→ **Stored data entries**
□ □ □ □ □

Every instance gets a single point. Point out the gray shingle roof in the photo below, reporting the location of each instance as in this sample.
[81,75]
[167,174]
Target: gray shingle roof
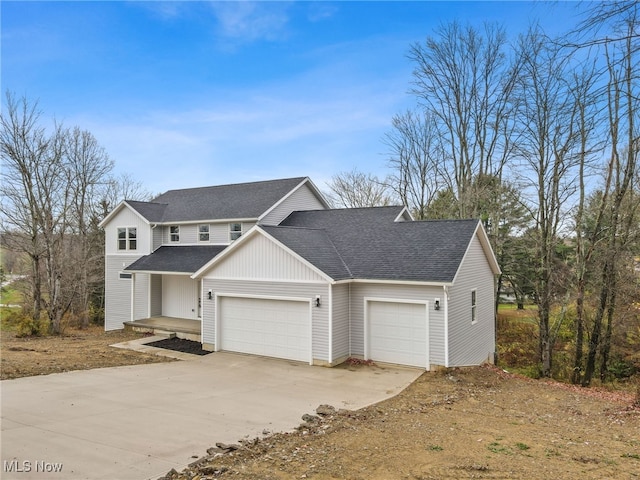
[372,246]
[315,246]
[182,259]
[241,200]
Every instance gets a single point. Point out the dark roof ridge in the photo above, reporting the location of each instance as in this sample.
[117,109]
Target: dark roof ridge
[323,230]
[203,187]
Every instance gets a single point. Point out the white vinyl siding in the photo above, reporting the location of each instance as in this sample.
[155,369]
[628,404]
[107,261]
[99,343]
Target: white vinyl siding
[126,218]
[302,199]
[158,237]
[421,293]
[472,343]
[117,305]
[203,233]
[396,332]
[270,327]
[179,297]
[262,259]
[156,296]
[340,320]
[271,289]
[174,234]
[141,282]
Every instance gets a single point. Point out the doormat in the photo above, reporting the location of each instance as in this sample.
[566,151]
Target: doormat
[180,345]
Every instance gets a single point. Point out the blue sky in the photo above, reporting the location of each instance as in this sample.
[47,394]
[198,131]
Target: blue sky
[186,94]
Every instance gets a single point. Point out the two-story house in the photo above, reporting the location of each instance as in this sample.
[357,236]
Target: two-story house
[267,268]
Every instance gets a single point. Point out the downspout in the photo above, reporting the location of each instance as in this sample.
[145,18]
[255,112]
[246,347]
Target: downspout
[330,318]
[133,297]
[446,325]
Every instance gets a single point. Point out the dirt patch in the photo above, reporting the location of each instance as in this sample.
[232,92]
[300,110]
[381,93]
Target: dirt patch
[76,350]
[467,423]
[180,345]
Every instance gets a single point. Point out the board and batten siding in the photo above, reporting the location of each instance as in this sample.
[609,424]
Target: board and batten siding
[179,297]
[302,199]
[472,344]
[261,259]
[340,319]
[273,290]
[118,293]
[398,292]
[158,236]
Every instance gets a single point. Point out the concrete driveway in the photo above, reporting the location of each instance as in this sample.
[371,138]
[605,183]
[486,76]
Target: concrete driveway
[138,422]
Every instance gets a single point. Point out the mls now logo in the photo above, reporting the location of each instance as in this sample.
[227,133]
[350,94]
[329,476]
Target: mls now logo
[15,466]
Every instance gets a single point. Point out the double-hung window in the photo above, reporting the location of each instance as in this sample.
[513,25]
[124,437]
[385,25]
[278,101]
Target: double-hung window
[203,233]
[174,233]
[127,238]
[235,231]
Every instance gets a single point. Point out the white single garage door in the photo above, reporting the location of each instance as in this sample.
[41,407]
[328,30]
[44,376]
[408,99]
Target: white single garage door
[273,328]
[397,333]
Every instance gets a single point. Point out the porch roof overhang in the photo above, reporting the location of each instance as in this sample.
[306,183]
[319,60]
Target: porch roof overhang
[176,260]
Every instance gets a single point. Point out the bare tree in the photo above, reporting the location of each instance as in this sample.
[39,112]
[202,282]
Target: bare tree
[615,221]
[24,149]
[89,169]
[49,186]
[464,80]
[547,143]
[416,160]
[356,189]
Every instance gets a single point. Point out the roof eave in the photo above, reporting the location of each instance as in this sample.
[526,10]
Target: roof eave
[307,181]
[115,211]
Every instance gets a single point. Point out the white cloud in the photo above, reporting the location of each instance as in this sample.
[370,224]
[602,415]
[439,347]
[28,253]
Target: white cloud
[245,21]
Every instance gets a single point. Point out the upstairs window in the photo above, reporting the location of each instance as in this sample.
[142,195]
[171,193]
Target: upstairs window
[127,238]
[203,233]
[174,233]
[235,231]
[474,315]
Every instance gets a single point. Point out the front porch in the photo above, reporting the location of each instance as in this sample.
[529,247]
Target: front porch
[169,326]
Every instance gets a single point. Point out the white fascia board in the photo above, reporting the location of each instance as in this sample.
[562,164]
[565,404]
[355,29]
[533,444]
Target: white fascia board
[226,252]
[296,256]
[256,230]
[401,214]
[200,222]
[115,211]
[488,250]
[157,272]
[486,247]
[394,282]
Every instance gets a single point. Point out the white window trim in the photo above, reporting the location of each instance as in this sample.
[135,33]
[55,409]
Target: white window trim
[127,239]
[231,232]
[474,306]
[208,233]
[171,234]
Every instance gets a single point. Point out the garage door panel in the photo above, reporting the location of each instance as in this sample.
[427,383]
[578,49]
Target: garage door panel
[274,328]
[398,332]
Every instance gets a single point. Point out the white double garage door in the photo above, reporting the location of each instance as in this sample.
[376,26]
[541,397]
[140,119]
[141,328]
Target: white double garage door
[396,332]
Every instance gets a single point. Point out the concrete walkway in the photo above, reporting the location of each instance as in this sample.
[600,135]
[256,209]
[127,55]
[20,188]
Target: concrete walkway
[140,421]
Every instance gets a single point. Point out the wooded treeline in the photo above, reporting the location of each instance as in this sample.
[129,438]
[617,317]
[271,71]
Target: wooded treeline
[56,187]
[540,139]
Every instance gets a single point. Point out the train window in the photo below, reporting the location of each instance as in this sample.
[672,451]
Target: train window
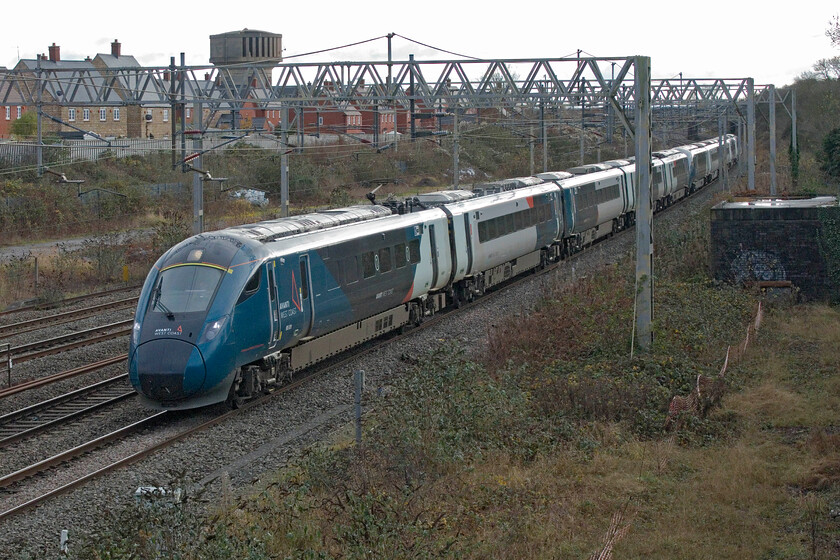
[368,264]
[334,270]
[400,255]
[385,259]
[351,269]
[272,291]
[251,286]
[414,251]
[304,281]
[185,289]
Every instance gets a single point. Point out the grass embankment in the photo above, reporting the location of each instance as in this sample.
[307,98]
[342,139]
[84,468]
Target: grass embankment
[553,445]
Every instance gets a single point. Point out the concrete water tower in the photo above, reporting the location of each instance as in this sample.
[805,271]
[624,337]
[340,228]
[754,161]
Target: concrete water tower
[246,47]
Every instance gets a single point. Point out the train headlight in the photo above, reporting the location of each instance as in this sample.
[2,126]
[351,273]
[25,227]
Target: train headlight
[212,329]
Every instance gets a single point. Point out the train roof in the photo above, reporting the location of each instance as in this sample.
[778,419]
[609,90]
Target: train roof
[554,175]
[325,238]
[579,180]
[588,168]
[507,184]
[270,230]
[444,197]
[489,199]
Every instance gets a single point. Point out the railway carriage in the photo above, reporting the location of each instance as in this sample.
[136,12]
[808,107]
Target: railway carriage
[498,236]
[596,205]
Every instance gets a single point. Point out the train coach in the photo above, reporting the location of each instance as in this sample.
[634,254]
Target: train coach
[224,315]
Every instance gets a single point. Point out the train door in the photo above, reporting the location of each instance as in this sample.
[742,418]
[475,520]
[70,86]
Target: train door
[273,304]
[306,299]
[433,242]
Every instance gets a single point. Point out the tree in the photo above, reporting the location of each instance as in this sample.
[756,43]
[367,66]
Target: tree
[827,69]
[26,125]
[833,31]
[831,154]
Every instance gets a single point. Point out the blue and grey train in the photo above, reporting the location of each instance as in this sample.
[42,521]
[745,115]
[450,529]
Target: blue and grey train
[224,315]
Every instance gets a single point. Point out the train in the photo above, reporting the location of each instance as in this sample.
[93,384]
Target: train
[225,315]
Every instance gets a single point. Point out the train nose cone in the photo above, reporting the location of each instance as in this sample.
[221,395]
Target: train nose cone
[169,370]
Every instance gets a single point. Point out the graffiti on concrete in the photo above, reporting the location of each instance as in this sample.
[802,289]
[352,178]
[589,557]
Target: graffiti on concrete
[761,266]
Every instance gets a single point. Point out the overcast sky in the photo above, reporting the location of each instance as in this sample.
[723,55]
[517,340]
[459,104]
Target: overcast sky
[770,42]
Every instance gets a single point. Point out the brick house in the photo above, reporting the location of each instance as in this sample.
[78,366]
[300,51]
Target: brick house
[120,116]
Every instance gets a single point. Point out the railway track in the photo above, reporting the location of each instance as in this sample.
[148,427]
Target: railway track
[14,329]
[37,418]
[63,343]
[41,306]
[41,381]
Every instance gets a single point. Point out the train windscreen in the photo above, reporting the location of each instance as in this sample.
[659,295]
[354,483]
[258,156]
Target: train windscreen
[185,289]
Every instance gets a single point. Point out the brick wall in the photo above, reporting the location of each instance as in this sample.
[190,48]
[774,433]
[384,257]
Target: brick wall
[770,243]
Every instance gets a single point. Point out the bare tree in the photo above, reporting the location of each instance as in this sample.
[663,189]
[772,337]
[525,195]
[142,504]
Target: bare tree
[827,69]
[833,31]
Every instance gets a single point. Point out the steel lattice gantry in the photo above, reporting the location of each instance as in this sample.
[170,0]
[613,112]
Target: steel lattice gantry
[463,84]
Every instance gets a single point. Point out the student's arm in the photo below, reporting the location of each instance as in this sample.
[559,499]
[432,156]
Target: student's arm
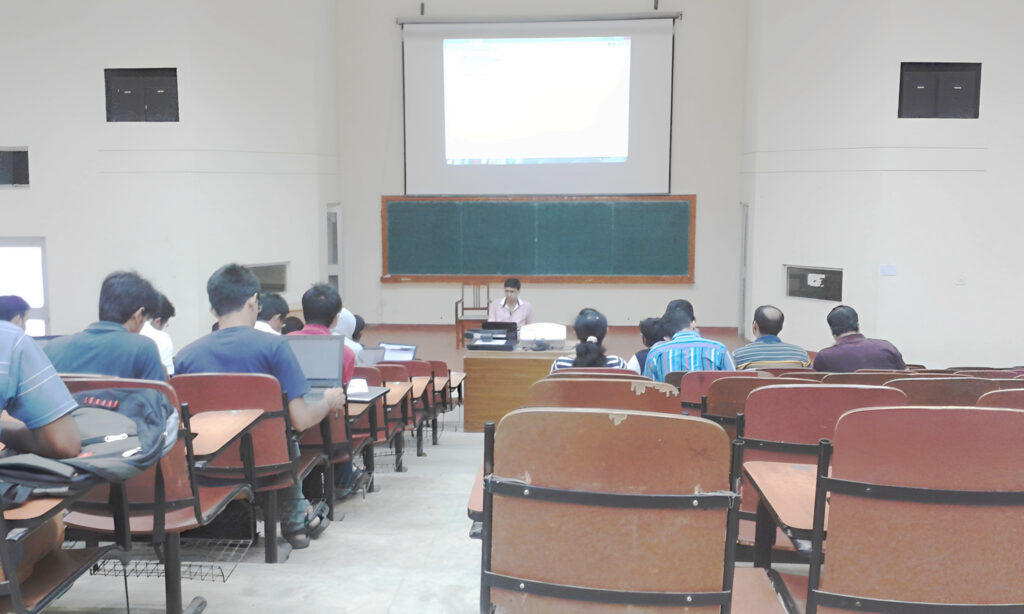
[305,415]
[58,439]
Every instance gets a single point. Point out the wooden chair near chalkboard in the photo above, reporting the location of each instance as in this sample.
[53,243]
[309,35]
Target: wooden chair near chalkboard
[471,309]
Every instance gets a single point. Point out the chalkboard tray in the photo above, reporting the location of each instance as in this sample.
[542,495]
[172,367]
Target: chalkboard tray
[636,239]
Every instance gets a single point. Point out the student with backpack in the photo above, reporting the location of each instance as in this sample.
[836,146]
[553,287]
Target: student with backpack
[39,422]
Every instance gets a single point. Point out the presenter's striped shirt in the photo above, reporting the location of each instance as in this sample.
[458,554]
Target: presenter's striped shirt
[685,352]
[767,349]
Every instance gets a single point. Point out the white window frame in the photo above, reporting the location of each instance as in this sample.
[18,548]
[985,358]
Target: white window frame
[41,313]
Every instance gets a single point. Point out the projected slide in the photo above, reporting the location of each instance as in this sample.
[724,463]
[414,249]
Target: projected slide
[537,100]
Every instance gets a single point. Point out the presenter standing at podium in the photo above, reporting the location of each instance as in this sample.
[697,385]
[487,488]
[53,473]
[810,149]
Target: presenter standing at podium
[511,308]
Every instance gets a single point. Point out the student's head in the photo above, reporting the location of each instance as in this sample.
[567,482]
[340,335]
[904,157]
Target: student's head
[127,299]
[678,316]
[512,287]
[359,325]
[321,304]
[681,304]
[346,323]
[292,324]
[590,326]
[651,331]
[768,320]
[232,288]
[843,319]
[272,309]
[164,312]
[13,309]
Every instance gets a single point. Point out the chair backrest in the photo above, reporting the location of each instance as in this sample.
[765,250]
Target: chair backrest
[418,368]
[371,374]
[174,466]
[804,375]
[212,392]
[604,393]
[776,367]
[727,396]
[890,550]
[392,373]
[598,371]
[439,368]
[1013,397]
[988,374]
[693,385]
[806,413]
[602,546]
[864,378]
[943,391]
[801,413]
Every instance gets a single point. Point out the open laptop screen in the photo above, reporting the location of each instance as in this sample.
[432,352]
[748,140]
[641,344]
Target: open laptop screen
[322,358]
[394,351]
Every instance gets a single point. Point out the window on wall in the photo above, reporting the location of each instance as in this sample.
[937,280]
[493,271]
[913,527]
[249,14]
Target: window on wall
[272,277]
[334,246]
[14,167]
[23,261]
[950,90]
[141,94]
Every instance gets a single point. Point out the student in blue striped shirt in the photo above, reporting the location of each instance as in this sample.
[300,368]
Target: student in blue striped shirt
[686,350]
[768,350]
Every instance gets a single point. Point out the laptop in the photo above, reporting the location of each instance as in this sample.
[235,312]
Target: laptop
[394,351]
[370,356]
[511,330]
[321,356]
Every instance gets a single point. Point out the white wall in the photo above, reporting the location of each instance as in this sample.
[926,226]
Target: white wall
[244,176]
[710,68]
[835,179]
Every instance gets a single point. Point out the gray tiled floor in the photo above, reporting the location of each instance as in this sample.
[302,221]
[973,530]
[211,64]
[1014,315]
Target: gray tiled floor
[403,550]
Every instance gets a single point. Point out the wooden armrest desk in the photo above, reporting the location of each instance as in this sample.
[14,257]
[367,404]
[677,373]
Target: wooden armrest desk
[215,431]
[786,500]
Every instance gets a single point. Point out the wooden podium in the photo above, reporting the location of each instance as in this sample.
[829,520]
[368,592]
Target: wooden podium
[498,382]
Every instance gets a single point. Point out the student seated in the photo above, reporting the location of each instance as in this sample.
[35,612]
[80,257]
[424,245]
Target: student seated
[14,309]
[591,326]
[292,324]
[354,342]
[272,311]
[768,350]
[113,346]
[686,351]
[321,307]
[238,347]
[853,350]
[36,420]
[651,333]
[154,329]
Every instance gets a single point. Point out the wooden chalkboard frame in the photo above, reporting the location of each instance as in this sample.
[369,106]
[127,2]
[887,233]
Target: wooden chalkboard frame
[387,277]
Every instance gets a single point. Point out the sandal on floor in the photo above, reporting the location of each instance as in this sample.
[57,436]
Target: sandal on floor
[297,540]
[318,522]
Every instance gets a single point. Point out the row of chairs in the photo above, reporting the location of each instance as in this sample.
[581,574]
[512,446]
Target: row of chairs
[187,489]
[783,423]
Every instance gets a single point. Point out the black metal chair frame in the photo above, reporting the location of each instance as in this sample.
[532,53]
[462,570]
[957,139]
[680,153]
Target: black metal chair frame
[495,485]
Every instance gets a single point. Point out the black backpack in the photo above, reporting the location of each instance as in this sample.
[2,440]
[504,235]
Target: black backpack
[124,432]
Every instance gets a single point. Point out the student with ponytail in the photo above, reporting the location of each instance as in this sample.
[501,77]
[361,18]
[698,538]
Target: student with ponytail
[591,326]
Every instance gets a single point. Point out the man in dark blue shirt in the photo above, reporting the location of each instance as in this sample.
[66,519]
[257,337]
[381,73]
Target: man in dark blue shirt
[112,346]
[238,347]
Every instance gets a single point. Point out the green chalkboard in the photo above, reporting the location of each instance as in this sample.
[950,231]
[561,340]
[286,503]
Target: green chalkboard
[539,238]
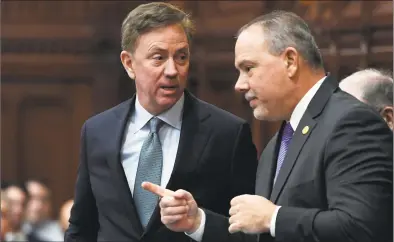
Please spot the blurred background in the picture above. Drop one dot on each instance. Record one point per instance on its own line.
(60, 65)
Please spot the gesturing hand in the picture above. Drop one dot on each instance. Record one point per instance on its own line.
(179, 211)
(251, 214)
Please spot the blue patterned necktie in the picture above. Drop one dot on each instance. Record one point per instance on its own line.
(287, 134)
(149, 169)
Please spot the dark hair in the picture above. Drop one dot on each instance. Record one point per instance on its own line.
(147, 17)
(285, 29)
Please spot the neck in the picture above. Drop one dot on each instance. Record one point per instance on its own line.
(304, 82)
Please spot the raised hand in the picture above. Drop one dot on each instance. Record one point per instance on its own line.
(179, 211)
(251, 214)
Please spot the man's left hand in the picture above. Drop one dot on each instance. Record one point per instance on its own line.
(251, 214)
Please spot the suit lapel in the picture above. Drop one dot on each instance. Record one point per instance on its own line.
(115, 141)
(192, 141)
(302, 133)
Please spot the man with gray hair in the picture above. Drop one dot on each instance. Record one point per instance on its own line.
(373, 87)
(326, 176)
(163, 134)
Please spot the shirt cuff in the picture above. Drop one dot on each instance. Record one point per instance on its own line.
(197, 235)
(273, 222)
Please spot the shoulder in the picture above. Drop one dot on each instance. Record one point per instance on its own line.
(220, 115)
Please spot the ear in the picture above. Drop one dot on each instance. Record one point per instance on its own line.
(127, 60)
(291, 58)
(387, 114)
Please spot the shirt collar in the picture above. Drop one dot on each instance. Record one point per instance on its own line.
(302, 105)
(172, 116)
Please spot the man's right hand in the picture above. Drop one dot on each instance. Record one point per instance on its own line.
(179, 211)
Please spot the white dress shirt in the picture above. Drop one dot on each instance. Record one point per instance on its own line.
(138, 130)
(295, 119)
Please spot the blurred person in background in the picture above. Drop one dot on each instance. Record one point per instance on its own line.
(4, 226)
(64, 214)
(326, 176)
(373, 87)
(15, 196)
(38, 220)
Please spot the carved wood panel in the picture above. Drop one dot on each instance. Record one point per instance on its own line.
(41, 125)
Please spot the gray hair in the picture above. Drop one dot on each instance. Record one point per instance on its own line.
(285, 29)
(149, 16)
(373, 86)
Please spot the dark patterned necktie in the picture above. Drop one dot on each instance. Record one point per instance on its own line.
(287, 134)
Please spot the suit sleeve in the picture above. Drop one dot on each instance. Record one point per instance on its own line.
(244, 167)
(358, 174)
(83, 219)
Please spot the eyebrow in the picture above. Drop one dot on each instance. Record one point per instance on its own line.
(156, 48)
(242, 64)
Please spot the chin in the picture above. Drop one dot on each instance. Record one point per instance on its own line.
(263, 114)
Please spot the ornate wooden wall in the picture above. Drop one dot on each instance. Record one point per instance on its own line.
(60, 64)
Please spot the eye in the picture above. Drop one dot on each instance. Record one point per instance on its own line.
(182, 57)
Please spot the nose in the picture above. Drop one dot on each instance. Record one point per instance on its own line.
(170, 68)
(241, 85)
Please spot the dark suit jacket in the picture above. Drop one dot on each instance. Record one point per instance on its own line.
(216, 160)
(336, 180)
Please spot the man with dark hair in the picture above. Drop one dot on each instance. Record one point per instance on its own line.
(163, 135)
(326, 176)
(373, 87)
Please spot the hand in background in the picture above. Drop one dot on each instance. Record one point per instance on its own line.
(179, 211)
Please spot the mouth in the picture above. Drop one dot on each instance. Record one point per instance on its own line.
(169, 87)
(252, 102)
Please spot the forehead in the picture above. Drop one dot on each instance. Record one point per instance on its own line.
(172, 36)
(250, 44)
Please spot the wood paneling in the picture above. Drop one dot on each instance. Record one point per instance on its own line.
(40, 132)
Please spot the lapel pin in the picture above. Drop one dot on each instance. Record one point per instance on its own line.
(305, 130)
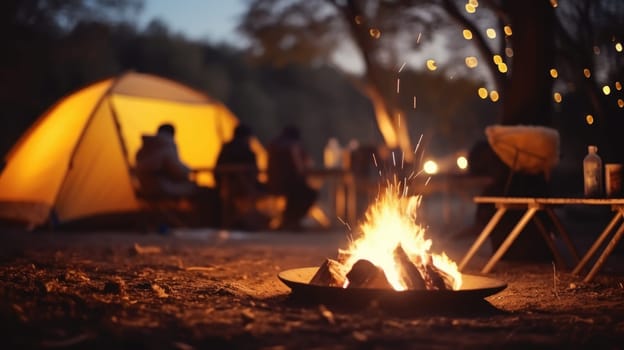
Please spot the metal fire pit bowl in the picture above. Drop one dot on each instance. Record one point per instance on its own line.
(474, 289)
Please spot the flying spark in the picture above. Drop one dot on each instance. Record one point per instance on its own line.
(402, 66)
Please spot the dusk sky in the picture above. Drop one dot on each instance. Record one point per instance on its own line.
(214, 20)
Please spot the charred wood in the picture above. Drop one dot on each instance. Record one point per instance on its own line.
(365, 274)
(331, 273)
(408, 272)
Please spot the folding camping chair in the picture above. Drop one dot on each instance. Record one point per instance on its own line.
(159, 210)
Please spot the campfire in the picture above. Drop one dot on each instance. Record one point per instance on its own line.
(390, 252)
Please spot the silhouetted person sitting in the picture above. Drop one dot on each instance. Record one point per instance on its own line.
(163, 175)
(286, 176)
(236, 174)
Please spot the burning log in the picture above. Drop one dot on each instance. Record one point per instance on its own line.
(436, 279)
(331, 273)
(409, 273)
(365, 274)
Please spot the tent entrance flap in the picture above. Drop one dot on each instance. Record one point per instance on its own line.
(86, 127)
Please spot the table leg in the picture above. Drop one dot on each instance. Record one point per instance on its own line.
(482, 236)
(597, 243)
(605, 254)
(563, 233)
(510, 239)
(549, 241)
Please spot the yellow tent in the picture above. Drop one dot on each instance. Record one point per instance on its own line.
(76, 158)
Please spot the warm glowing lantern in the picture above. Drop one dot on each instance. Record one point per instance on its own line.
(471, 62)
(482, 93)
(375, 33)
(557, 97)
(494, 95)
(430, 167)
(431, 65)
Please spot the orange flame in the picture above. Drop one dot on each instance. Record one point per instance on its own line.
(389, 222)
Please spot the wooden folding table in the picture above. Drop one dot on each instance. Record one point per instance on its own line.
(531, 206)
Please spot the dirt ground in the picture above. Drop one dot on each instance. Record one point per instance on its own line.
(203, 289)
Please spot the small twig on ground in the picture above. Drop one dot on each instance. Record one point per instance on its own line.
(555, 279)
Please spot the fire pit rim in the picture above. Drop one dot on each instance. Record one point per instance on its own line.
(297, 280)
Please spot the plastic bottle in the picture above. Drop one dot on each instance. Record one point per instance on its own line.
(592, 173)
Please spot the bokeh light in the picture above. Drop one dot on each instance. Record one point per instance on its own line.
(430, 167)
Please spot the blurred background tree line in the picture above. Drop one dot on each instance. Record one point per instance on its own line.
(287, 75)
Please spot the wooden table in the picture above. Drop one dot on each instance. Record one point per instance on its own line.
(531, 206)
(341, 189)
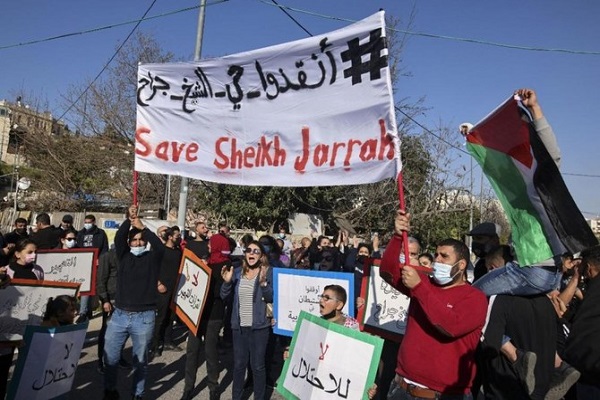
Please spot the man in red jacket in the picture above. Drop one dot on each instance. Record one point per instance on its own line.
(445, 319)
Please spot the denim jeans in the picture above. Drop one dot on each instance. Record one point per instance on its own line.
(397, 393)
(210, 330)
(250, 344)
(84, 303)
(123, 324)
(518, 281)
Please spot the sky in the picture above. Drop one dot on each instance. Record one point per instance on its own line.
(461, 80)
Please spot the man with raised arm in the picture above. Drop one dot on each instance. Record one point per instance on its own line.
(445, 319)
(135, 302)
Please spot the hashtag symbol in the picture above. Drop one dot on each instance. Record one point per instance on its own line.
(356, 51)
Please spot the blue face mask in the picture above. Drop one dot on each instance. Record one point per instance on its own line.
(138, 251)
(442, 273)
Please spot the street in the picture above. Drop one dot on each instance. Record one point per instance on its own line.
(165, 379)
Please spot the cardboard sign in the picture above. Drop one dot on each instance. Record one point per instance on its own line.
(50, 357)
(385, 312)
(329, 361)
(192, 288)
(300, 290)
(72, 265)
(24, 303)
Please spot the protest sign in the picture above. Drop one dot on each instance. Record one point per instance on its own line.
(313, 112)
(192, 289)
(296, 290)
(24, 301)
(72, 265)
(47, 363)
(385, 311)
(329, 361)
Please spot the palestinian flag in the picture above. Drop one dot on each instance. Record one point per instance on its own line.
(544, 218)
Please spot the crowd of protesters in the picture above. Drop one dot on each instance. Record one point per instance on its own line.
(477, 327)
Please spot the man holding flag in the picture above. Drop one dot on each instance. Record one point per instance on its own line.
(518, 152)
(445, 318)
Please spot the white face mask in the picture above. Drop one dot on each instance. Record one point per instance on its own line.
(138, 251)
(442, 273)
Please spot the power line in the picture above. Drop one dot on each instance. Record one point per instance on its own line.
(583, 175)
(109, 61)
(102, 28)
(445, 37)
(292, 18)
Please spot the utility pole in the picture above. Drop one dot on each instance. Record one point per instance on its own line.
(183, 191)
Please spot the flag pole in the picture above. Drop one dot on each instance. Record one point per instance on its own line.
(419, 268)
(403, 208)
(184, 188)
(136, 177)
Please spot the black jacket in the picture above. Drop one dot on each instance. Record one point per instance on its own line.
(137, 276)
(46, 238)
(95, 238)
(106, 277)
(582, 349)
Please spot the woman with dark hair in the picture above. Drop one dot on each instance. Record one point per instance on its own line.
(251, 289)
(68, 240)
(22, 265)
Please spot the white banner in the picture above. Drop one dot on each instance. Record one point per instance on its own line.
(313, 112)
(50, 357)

□ □ □ □ □

Only lines holding the string "below" are wanted; gather each one from the entries above.

Every instance gets a single point. Point out the gray shingle roof in the photo below, reporting the location of each instance as in this sample.
Every instance gets a single point. Point out the train window in the photo below, reporting the location of each instance as in this sample.
Every instance gets a single point. Point out the student's arm in the photo below, reporting the location of each instance as in this sample.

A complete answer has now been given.